Activities:
(A) In the post about the endo scratch, list each occasion on which the writer asked about getting an endo scratch.
(B) Continue the post about the endo scratch from its last sentence.

Document text:
+++++

I'd never even heard of the endo scratch until the ladies in my super-secret Facebook group all were talking about theirs. (To be fair, I didn't know what it meant to have a triple-stripe lining, either. So apparently I'm not as up on the world of IF as I thought I was.)
When I went for my ovulation check almost three weeks ago, I asked my Favorite Nurse about getting an endo scratch, which (if you didn't click through the link above) is basically where they insert a catheter into your uterus and gently scratch all four quadrants. The purpose for this is twofold. From www.createhealth.org:
Increase of endometrial white blood cells. It appears that endometrial injury increases the production of white blood cells which secrete so called growth factors which in turn control embryo implantation.
Gene switching within the endometrium. Scientists speculate that sometimes embryos fail to implant due to genetic switching related to endometrial receptivity. That is, genes responsible for implantation of embryos are not switched on during the time when embryos are supposed to implant. Endometrial scratching may increase expression of genes (switching of genes) thought to be responsible for preparation of endometrium for implantation.
Anyway, I didn't hear back. So I asked again when I went in for a second ovulation check the following week.
Still didn't hear back.
On Monday, I called and asked to switch out generic hcG for Ovidrel, because I found out that the Ovidrel comes premixed and I have such a bitch of a time mixing the generic stuff. The nurse I spoke with said that was fine, but she'd have to run some other med changes I asked about by the doctor (which I'd figured). Lastly, I asked about the endo scratch for the third time.

+++++

Records from a dataset
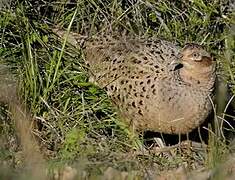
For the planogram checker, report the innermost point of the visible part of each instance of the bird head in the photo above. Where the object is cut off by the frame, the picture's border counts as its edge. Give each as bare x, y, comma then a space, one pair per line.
195, 59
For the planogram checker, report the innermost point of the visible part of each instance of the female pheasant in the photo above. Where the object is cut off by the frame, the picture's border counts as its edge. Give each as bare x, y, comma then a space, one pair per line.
155, 84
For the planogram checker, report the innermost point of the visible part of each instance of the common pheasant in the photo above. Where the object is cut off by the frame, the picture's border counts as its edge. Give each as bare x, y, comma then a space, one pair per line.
155, 84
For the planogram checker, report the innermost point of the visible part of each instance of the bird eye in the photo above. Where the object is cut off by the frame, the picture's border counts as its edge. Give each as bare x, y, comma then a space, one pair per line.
196, 56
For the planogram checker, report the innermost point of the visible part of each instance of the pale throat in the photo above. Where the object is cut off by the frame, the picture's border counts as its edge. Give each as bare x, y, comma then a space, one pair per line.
204, 77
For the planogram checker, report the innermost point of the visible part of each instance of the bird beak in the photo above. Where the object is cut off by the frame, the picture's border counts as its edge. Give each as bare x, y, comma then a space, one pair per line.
175, 62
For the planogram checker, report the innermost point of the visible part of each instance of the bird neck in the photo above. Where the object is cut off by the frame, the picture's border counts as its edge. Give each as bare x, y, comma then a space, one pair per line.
204, 80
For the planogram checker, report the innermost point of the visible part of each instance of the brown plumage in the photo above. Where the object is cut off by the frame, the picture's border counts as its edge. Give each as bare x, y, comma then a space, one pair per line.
155, 84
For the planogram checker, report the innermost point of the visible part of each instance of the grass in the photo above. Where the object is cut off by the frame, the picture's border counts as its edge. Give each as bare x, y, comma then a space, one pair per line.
74, 121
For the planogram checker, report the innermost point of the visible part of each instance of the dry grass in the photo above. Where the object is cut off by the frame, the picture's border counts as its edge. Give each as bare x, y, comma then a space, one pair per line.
73, 121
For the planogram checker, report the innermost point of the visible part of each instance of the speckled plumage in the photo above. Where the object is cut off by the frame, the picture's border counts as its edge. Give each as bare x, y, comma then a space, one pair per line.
145, 80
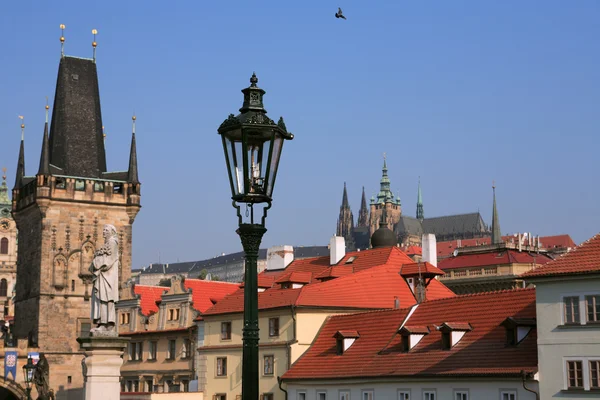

+++++

Answers for the exercise:
(A)
- At the ovulation check almost three weeks earlier, when the writer asked the Favorite Nurse
- At a second ovulation check the following week
- In a phone call on Monday, when the writer asked for the third time

(B)
Wednesday morning, I left another message about how I needed these answers sooner rather than later, since at that point I was on CD 21, and I was under the impression that I'd be doing the endo scratch during the priming cycle. Also, my cycles can run short; last month, I got my period on CD 23. So I wanted to get my meds ordered ASAP.
Finally heard back from Dr. Smiles on Wednesday night. He'd left a long-ass voice mail message while I was at work, the gist of which was this:
He doesn't think the endo scratch will help, but it won't hurt, either. So, if I want to do it, we can do it. Ditto RE: my med change questions.
Basically, he bounced the ball right back into my court.
So, I asked the women of my super-secret Facebook group. Of the ones who responded, three said that they'd had success during cycles in which they did the endo scratch, vs. lack of success during cycles in which they did not. One said her RE was in the same camp as Dr. Smiles (skeptical of the research) and another said she had an adverse reaction.
I turned to Google for additional information/anecdotal evidence.
Of all of the various communities I dropped into, the majority of the women were in favor of the procedure. Many of them claimed success after having the procedure done. Was it the placebo effect? A combination of factors outside of the scratch? Who knows?
Yesterday, I called to schedule the procedure. I felt confident in this decision. Then the scheduling nurse told me that Dr. Smiles prefers to do them on CD3 of the transfer cycle. Not what I'd been expecting, obviously. I'm supposed to call back on CD1 to schedule.
I turned to Google again.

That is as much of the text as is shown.